ABOUT THIS TASK: All entries must be transcribed exactly, down to the last character.

DATASET: Begin

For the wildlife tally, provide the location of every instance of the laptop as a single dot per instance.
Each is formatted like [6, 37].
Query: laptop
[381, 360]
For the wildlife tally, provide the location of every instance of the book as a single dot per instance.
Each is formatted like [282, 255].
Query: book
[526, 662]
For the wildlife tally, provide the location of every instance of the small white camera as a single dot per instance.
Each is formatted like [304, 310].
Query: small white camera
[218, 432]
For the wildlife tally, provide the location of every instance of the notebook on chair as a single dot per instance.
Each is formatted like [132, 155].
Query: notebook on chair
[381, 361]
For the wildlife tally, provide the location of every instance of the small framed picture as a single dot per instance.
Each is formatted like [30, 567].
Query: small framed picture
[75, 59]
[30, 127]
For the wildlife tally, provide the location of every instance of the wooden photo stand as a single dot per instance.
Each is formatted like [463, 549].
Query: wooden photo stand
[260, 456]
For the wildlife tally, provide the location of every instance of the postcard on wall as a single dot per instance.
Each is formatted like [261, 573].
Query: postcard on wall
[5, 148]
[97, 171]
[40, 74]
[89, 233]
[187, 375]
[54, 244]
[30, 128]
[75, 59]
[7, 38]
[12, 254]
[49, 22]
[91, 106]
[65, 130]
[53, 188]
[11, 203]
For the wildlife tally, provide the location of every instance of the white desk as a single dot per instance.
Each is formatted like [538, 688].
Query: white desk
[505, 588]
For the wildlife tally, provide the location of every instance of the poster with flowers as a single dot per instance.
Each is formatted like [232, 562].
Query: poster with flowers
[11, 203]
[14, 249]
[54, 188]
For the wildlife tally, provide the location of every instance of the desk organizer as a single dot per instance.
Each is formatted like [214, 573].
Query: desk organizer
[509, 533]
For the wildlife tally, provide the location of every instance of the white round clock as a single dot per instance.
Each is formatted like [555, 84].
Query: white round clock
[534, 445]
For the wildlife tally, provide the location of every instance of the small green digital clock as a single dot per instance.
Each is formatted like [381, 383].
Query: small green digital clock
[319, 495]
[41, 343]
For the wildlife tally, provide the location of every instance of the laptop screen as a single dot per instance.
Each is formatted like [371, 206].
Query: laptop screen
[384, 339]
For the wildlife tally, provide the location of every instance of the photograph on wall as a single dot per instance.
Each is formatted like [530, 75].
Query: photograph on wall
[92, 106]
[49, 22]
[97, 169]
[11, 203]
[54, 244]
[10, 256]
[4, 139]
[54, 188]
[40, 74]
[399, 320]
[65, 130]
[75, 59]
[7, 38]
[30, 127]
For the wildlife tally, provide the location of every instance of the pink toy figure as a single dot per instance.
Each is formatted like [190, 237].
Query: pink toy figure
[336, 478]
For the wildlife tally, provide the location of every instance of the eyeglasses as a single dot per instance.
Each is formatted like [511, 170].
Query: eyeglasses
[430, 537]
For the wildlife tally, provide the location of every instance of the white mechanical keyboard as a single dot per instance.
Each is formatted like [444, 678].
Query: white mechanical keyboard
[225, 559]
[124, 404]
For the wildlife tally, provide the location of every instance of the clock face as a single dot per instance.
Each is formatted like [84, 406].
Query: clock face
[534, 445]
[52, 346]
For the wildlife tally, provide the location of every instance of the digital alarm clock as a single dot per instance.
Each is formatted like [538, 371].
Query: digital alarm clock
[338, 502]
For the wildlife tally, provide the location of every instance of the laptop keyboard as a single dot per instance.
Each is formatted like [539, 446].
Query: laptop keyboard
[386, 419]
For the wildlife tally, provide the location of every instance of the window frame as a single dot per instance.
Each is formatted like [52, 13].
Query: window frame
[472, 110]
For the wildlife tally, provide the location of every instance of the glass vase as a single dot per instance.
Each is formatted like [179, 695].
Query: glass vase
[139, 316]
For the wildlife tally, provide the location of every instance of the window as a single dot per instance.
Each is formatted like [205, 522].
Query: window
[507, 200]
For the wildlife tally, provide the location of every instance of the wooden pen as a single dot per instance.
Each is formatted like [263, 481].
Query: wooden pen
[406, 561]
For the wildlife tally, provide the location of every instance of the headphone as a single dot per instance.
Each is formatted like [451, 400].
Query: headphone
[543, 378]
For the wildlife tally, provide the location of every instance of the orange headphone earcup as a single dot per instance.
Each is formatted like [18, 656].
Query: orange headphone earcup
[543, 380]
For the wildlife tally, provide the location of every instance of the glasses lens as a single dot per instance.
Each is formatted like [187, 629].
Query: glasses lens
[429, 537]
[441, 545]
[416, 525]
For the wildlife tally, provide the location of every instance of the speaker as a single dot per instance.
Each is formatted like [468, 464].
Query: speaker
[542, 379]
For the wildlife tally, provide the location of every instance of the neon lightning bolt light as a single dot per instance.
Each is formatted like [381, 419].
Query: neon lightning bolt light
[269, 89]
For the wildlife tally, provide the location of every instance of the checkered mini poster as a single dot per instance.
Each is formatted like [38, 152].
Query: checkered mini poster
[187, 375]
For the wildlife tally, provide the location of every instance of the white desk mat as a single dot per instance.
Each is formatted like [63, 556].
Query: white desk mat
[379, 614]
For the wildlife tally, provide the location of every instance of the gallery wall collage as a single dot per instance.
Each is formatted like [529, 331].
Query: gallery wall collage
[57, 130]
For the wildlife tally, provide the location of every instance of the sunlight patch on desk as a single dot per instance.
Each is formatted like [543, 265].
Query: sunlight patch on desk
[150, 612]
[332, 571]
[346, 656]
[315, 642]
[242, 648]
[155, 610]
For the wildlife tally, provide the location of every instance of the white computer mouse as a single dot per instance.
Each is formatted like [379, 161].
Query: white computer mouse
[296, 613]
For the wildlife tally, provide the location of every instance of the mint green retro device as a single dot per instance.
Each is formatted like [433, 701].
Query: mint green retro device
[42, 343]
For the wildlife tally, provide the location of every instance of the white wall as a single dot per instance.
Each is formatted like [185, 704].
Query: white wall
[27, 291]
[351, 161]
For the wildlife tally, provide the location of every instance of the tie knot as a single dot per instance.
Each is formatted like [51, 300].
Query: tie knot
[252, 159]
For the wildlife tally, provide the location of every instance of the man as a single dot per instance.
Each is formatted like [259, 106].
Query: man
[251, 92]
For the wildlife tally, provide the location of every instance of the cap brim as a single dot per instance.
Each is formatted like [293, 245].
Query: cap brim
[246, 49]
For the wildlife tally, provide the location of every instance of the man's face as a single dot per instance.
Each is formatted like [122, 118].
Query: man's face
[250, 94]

DATASET: End

EXERCISE OUTPUT:
For the wildlife tally, provide the location of every instance of the laptop as a single dot per instance.
Each is formatted like [6, 37].
Query: laptop
[381, 360]
For the wildlife tally, provide the location of every instance of the book as a single dot per instance.
Each is formatted like [282, 255].
Query: book
[526, 662]
For the wildlife tally, provide the location of every instance of the small white camera as a single dot per instance.
Each is formatted like [304, 310].
Query: small white camera
[218, 432]
For the wildlife tally, provide the location of every instance of the notebook on chair as a single dot per instance.
Each is formatted like [132, 155].
Query: notebook on chair
[381, 361]
For the wildlife tally, provide the location of every instance of the small framed picture as a single dot per instance.
Each is formatted like [30, 567].
Query: small framed picture
[75, 59]
[30, 127]
For the wildlife tally, provide the location of every instance of the wooden photo stand as a single dot per instance.
Each is formatted like [463, 549].
Query: wooden photo stand
[260, 456]
For the wildlife tally, provide the location of every instance of the postcard on wall as a single dot per instance.
Each is formatted like [261, 573].
Query: postcard on wall
[5, 148]
[97, 171]
[40, 74]
[89, 233]
[187, 375]
[54, 244]
[30, 128]
[75, 59]
[7, 38]
[12, 254]
[49, 22]
[91, 106]
[65, 130]
[53, 188]
[11, 203]
For the wildlife tally, provide the location of every instance of the white desk as a single dot per instance.
Each is formatted like [538, 688].
Query: white desk
[505, 588]
For the wildlife tally, provide the location of every instance of the poster with flowers as a single dot per instance.
Each is formatted like [232, 562].
Query: poster with flowers
[11, 203]
[14, 249]
[54, 188]
For the wildlife tally, provide the location of every instance of the desk organizer as a single dot per instance.
Each is formatted like [214, 573].
Query: desk organizer
[509, 533]
For the wildlife tally, provide the location of every instance of the white round clock as a single dot per instance.
Each is formatted like [555, 84].
Query: white round clock
[534, 445]
For the wildlife tally, provide the location of every instance of the small green digital clock as a single dot per instance.
Each is formatted like [381, 383].
Query: small green digital clock
[319, 495]
[41, 343]
For the wildlife tally, provide the location of every instance of the laptop screen as a single dot per instance.
Each is formatted like [371, 206].
Query: laptop screen
[384, 339]
For the wildlife tally, provide the location of every instance of the photograph on wall as a single dot per instance.
Each is formatted like [530, 75].
Query: photograph on wall
[92, 106]
[49, 22]
[97, 169]
[11, 203]
[54, 244]
[10, 256]
[4, 139]
[54, 188]
[40, 74]
[399, 320]
[65, 130]
[75, 59]
[7, 38]
[30, 127]
For the wildlife tally, provide the location of every instance of the pink toy figure as a single dot per instance.
Each is formatted like [190, 237].
Query: pink toy figure
[336, 478]
For the wildlife tally, provide the location of every instance of the eyeglasses as a single dot per instance.
Each is formatted like [511, 170].
Query: eyeglasses
[430, 537]
For the wildlife tally, provide the location of every instance of the white mechanical keyboard as a single dot per instance.
Each is formatted like [444, 678].
Query: white mechanical keyboard
[225, 559]
[124, 404]
For the wildlife tally, provide the location of every instance of the clock face as a single dot per instance.
Each is formatted like [84, 406].
Query: clock face
[534, 445]
[52, 346]
For the wildlife tally, provide the location of every instance of the digital alarm clock as a single dot per instance.
Each is formatted like [538, 371].
Query: digital alarm clock
[338, 502]
For the wildlife tally, provide the location of every instance of the laptop keyboard as a single dot per instance.
Each is formatted like [539, 446].
Query: laptop keyboard
[386, 419]
For the wildlife tally, provide the location of every instance of the window frame as a single dot per instance.
Each is formatted like [52, 13].
Query: window frame
[472, 110]
For the wildlife tally, provide the location of every instance of the glass vase as a single dot per instance.
Each is formatted like [179, 695].
Query: glass vase
[139, 316]
For the wildlife tally, provide the location of every instance of the window as a single dot per instance.
Each is formatted like [205, 522].
Query: window
[507, 200]
For the wildlife tally, provide the location of every instance of the wooden pen as a single dot per instance.
Each is formatted like [263, 481].
Query: wooden pen
[406, 561]
For the wildlife tally, provide the location of every instance of the headphone as a single dot per instance.
Each is formatted like [451, 400].
Query: headphone
[543, 378]
For the wildlife tally, provide the location of every instance of the orange headphone earcup as a single dot per instance.
Each is formatted like [18, 656].
Query: orange headphone earcup
[543, 380]
For the wildlife tally, provide the location of every instance of the glasses lens as a single dot per instance.
Each is formatted like [187, 629].
Query: glasses lens
[429, 537]
[441, 545]
[416, 525]
For the wildlife tally, provide the location of every instance of the speaker as a single dot per instance.
Each is formatted like [468, 464].
Query: speaker
[542, 379]
For the wildlife tally, provide the location of every instance of the neon lightning bolt light as a single dot per instance.
Each is formatted like [381, 419].
Query: neon lightning bolt light
[269, 89]
For the wildlife tally, provide the location of every instance of the checkered mini poster as a single dot per instance.
Each is formatted like [38, 152].
Query: checkered mini poster
[187, 375]
For the wildlife tally, provide the location of every instance of the white desk mat as a single dot per instance.
Each is formatted like [63, 556].
Query: white desk mat
[379, 614]
For the wildlife tally, provide the location of every instance of the gallery wall collage as a single dot per instance.
Each is formatted like [529, 331].
Query: gallery wall collage
[57, 130]
For the wildlife tally, provide the location of every instance of the sunlight patch on desk as a single dot per instance.
Each is formatted like [543, 265].
Query: sunlight patch on desk
[150, 612]
[332, 571]
[346, 656]
[315, 642]
[242, 648]
[155, 610]
For the wildlife tally, provide the location of every instance of the white computer mouse as a single dot per instance.
Each is formatted like [379, 161].
Query: white computer mouse
[296, 613]
For the wildlife tally, provide the location of every instance of the mint green retro device as a single dot per instance.
Each is formatted like [433, 701].
Query: mint green retro device
[42, 343]
For the wildlife tally, provide the location of every instance of the white wall as a single dot per instance.
Each is formatted like [185, 704].
Query: white wall
[27, 291]
[351, 161]
For the wildlife tally, provide the location of every instance of the tie knot as a single dot per instance.
Each is formatted like [51, 300].
Query: tie knot
[252, 159]
For the wildlife tally, provide the location of every instance of the man as a single dot per instance.
Each is formatted like [259, 106].
Query: man
[251, 92]
For the wildlife tally, provide the location of every instance of the cap brim as a single dot per instance.
Each is formatted like [293, 245].
Query: cap brim
[246, 49]
For the wildlife tally, provide the location of every instance of the man's face as a single dot per instance.
Each is formatted like [122, 118].
Query: man's face
[250, 94]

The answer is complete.